## Aim of the task
Count the lines in the records below that contain the string "post", treating uppercase and lowercase letters as distinct, and report only that number.
━━━━━━━━━━━━━━━━━━━━
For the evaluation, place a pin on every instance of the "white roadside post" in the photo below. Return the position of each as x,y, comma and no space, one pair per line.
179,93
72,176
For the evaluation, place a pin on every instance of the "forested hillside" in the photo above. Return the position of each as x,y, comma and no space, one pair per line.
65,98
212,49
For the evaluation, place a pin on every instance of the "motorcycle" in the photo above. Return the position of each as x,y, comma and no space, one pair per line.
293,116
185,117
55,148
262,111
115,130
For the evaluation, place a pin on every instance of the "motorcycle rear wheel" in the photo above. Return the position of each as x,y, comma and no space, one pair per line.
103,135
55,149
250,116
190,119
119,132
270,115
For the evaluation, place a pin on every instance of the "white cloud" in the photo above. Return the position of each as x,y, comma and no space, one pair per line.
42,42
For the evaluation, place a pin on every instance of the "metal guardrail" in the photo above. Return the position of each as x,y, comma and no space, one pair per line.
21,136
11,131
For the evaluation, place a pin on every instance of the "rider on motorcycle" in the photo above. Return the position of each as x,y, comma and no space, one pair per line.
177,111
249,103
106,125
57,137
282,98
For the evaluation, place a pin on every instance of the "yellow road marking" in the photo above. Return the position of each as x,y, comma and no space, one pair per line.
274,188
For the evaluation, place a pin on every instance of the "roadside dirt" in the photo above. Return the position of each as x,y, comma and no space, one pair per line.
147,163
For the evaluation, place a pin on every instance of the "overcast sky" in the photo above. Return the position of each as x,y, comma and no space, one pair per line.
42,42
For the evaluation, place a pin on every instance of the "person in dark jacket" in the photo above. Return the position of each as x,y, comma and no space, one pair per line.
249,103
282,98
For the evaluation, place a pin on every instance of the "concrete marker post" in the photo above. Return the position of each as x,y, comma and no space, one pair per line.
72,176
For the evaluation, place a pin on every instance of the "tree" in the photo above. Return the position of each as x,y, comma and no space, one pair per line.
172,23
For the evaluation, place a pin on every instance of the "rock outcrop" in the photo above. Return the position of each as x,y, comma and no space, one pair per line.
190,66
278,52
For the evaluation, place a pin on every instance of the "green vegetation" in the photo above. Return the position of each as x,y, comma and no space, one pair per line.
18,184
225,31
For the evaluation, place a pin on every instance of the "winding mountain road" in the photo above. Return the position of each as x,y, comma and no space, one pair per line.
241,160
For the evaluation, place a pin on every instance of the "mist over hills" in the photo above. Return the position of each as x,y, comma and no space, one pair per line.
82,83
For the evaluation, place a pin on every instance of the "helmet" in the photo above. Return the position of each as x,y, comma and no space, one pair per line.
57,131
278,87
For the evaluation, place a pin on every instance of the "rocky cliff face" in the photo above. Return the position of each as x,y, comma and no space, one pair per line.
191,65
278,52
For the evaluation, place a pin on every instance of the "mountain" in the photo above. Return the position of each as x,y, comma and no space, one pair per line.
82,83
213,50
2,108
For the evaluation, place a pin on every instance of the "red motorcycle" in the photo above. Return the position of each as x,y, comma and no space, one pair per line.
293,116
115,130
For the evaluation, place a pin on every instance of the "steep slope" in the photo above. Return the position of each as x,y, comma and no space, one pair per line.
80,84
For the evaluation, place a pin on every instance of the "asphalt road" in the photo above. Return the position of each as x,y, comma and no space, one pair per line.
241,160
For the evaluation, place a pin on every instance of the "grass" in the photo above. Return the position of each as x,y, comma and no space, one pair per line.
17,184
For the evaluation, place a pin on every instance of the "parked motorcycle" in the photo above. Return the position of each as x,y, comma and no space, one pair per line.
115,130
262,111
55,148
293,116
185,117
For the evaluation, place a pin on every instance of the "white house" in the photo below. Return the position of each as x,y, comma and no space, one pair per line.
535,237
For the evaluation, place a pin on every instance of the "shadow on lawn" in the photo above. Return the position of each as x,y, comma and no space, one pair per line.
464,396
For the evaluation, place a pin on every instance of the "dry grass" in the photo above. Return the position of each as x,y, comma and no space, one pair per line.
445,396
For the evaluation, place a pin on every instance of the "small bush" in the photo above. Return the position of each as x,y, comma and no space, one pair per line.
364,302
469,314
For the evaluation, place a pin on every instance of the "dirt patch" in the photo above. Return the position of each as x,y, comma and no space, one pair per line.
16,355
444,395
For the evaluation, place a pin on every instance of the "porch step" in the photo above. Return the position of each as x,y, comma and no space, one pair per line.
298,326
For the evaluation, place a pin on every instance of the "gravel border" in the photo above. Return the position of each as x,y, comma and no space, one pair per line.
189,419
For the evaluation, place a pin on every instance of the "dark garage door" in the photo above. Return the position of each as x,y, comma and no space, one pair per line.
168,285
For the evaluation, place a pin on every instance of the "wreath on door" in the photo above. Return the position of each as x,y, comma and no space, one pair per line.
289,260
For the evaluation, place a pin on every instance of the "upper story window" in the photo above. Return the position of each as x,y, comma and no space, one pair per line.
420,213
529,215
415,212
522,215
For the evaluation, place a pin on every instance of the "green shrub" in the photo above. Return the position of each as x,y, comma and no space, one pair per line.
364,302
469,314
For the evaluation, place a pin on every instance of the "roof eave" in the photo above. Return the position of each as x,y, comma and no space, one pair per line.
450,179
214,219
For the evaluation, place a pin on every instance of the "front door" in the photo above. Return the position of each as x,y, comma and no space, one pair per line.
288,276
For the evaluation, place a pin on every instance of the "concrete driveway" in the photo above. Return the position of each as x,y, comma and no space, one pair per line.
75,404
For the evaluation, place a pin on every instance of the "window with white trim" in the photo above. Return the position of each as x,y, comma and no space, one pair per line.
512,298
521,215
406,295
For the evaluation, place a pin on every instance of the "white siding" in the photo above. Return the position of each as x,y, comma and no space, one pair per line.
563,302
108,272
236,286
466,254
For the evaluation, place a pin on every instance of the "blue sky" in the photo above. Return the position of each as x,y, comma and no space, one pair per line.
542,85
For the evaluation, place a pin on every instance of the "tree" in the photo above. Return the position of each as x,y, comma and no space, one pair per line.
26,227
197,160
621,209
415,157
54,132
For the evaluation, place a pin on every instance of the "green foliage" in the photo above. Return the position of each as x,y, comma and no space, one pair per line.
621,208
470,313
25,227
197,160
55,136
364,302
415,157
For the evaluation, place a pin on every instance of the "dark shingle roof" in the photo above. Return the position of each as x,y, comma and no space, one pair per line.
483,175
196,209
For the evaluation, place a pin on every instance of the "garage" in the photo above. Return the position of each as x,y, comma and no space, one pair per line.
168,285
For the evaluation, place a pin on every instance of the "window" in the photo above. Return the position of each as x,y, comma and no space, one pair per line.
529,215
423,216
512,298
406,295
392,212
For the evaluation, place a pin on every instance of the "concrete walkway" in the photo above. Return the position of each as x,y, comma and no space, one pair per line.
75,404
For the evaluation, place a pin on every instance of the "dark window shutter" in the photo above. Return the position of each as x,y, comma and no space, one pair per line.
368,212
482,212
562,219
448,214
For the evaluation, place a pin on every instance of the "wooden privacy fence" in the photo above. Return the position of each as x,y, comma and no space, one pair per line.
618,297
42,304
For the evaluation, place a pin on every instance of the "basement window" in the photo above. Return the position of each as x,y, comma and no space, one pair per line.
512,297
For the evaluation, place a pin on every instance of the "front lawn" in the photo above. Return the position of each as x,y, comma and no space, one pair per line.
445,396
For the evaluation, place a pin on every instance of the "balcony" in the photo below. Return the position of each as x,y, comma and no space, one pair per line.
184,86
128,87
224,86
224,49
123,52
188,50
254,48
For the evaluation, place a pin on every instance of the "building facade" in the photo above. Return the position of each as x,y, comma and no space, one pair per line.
━━━━━━━━━━━━━━━━━━━━
## Answer below
2